Rows drawn from a collection:

■ ■ ■ ■

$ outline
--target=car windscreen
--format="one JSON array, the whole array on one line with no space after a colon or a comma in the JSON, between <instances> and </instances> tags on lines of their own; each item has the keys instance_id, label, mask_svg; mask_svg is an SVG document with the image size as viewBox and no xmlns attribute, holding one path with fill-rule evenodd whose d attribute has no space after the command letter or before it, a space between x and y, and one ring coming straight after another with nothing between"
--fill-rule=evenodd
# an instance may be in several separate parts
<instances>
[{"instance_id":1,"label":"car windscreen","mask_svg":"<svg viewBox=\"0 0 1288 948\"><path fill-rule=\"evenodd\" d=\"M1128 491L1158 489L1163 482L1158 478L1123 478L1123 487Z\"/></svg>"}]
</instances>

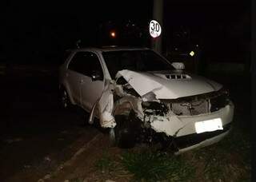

■ ■ ■ ■

TASK INSTRUCTIONS -
Quote every row above word for word, omitting the pictures.

SOLUTION TO THIS TASK -
$ outline
--target=car windscreen
--format="one JSON array, the whole array on one line with no space after a colon or a comma in the JSON, between <instances> and </instances> tags on lines of their own; each item has the keys instance_id, label, mask_svg; mask_svg is an SVG document with the image size as viewBox and no xmlns attribute, holding one path with fill-rule evenodd whose d attribute has no space after the command letter or before it, a space between x and y, and one ring coming straight after another with nothing between"
--fill-rule=evenodd
# an instance may be in several separate parts
<instances>
[{"instance_id":1,"label":"car windscreen","mask_svg":"<svg viewBox=\"0 0 1288 948\"><path fill-rule=\"evenodd\" d=\"M1128 491L1158 489L1163 482L1158 478L1123 478L1123 487Z\"/></svg>"}]
</instances>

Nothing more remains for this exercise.